List every bank named in the article below about the Twitter buyout debt.

→ Selected extract:
-=-=-

Wall Street banks offload nearly all $12.5B in debt from Elon Musk’s Twitter buyout

Source Cryptopolitan

Wall Street just dumped nearly every dollar of the $12.5 billion in loans that helped Elon Musk buy Twitter—now called X—in 2022. A group of seven major banks, led by Morgan Stanley, offloaded $4.74 billion of the debt on Thursday, selling more than their planned $3 billion as investors flooded in with $12 billion in orders, according to a report from the Financial Times.

The lenders, including Bank of America, Barclays, and MUFG, had been stuck with the debt since October 2022, unable to find buyers willing to take on the risk. Now they’re left holding just over $1 billion, a fraction of what they started with.

The market’s sudden appetite for this debt can of course be credited to president Donald Trump’s return to the White House, and announcing that Elon is now “First Buddy.” They held a press conference together just last week, as was reported by Cryptopolitan. Investors once saw these Twitter loans as radioactive. Now, they’re a golden ticket.

-=-=-

→ Information:
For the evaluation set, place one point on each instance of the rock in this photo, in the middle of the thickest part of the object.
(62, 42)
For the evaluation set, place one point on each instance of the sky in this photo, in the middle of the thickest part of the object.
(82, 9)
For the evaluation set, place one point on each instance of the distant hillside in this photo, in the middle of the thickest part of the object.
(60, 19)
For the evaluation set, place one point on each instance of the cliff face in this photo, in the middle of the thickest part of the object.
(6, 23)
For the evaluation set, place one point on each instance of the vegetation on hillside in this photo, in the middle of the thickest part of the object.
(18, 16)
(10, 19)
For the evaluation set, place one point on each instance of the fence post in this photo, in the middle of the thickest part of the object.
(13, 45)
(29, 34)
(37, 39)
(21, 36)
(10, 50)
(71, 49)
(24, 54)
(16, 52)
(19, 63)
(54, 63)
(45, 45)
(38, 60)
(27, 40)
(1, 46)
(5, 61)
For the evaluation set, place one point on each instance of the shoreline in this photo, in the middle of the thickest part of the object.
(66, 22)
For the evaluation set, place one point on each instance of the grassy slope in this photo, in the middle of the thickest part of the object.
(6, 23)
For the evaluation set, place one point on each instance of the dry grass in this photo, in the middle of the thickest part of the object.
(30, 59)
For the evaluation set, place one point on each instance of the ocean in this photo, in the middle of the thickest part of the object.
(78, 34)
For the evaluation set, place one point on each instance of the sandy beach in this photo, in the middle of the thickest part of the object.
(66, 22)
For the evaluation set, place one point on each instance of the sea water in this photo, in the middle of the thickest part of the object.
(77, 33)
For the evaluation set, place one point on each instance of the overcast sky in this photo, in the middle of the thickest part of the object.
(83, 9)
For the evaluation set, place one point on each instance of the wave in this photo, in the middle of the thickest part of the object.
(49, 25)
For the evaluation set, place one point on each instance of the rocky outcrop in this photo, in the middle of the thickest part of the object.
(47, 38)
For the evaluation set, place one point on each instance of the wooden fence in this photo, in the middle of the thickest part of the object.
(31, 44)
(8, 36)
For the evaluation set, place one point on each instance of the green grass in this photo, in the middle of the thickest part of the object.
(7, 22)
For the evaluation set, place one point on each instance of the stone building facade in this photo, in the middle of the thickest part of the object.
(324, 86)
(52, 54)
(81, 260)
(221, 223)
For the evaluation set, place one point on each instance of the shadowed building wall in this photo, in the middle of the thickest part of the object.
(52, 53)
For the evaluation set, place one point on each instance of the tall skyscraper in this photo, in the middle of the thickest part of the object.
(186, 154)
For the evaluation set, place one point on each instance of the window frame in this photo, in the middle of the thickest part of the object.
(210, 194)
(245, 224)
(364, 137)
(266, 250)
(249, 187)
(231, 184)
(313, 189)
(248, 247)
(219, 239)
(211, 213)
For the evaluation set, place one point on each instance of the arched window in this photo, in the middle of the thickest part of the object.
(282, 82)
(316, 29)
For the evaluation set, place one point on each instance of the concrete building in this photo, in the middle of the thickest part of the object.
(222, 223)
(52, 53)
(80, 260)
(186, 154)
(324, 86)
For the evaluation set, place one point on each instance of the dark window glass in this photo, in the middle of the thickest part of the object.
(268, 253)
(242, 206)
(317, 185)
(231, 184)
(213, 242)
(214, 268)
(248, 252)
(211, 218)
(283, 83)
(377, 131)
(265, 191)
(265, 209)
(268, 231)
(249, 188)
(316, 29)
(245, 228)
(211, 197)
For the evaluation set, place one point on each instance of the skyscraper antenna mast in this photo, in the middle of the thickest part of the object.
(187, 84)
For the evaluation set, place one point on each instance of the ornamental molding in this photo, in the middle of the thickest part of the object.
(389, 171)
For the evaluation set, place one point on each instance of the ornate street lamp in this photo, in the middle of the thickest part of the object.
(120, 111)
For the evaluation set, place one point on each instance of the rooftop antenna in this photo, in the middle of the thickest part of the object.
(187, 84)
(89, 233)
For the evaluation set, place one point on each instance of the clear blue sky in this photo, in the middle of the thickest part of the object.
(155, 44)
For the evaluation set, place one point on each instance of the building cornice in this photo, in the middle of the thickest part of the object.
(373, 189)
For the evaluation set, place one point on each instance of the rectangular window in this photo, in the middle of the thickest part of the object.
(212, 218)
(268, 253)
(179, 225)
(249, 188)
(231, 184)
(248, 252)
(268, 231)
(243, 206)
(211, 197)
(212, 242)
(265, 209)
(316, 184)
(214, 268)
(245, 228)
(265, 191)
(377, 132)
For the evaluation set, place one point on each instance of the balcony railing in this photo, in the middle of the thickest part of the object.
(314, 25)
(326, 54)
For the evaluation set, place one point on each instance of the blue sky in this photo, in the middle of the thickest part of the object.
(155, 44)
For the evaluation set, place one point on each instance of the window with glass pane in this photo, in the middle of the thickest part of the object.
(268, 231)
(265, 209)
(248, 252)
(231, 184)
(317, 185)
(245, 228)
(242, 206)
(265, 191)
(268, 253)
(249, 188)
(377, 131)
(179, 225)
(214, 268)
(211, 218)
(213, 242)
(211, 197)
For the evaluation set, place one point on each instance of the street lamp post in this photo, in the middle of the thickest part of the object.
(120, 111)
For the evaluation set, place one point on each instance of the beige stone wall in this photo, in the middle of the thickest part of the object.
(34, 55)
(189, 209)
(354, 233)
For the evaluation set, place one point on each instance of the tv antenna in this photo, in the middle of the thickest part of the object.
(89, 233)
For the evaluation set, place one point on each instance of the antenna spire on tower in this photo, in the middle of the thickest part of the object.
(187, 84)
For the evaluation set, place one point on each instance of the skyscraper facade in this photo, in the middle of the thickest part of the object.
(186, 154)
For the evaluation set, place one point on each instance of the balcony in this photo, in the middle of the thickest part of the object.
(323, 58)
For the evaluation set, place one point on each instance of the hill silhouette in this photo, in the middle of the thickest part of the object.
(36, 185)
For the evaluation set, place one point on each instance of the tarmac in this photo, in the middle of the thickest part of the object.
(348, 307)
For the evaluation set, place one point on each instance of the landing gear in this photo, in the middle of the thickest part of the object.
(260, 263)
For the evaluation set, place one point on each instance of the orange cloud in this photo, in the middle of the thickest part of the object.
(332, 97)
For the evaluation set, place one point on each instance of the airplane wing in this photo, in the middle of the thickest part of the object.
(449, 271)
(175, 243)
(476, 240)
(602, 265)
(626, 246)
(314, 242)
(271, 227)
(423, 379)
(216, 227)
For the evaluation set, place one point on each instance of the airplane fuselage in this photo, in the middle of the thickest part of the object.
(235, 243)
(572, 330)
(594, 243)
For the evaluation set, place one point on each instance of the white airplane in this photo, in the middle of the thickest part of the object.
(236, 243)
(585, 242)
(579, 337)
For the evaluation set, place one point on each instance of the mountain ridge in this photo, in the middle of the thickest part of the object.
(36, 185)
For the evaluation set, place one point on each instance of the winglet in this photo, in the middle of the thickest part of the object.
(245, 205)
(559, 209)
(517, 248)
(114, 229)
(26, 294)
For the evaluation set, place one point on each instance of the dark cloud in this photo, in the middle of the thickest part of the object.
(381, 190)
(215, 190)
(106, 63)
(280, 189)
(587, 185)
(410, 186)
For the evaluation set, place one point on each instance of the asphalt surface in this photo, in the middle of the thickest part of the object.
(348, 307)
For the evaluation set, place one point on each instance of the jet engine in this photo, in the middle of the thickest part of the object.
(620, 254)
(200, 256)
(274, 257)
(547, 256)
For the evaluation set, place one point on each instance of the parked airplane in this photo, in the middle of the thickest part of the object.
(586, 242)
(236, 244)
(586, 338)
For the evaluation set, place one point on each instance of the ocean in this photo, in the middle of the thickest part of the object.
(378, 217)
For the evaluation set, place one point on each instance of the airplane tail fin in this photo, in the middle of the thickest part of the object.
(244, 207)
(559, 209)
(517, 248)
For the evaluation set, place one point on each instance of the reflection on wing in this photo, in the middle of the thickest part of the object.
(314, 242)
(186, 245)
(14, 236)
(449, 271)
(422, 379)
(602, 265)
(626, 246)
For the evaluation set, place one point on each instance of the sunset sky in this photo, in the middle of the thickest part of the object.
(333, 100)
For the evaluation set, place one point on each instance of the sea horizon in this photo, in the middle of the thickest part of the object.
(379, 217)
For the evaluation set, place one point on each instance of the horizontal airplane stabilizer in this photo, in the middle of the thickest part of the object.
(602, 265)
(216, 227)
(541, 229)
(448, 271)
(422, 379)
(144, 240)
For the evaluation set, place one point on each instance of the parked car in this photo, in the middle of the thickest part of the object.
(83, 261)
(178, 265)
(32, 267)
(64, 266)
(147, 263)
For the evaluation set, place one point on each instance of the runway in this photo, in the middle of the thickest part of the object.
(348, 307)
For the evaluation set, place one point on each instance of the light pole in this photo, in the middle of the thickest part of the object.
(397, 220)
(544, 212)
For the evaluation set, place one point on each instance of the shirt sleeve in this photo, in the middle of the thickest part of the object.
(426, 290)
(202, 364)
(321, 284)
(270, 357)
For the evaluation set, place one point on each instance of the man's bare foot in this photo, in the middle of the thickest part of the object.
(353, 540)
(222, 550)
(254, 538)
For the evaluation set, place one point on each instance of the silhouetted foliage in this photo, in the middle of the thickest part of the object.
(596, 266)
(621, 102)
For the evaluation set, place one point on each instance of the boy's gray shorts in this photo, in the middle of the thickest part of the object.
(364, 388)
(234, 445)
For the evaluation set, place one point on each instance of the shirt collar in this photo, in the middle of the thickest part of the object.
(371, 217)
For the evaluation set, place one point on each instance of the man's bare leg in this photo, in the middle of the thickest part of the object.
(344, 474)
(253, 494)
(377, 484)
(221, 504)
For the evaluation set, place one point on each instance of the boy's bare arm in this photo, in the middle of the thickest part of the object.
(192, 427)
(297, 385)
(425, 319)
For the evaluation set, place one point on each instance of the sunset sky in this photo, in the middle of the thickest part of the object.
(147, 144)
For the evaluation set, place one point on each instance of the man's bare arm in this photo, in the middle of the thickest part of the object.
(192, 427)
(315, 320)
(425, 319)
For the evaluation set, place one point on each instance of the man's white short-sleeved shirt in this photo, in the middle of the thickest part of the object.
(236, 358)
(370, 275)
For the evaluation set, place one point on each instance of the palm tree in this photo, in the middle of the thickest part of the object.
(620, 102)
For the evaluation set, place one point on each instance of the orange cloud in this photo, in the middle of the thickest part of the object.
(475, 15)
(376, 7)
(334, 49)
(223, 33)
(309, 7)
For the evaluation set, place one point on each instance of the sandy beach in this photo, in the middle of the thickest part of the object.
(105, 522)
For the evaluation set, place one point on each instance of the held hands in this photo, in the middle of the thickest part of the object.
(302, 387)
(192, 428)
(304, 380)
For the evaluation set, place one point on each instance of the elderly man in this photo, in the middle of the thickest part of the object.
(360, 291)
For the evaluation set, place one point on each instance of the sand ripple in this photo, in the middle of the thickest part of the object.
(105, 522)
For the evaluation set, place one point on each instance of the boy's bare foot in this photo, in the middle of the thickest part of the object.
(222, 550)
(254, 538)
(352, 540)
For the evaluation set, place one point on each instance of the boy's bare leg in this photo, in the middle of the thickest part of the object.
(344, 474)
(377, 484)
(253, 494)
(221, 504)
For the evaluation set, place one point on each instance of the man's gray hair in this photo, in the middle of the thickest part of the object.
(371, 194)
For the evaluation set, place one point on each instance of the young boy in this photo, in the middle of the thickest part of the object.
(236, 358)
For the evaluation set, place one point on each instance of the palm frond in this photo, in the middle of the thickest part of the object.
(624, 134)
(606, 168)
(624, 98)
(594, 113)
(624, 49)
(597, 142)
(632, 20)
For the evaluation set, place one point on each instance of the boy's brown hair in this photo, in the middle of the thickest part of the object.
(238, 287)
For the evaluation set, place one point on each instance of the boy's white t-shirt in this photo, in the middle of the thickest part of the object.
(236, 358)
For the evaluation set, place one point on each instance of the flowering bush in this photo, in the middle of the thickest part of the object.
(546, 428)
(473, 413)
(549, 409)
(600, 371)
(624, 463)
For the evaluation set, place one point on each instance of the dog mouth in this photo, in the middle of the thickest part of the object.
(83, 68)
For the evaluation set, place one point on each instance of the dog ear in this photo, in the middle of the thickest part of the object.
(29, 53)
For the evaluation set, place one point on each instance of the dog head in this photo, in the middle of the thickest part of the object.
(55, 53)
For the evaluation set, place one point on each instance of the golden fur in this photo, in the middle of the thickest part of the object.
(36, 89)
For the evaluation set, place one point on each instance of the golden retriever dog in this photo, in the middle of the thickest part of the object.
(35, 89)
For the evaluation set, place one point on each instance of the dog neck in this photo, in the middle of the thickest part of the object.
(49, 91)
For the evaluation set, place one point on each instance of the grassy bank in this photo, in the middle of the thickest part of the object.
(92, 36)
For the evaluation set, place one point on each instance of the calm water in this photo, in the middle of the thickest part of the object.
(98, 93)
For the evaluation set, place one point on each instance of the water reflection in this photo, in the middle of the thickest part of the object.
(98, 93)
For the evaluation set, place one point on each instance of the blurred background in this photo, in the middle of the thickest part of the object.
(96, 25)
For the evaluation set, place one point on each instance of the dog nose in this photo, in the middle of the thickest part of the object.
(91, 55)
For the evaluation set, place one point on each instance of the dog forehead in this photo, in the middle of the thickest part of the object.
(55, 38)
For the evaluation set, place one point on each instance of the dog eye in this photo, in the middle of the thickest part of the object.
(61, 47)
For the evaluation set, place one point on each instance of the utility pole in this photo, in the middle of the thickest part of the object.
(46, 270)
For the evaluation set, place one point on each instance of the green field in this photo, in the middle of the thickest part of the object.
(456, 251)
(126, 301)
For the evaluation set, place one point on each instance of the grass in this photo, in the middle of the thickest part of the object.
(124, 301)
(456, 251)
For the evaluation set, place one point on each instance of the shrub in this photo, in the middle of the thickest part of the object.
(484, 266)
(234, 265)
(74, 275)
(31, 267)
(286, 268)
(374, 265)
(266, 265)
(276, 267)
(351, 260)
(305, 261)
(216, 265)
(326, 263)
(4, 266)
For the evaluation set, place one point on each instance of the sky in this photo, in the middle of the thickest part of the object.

-=-=-

→ Written answer: Morgan Stanley, Bank of America, Barclays, MUFG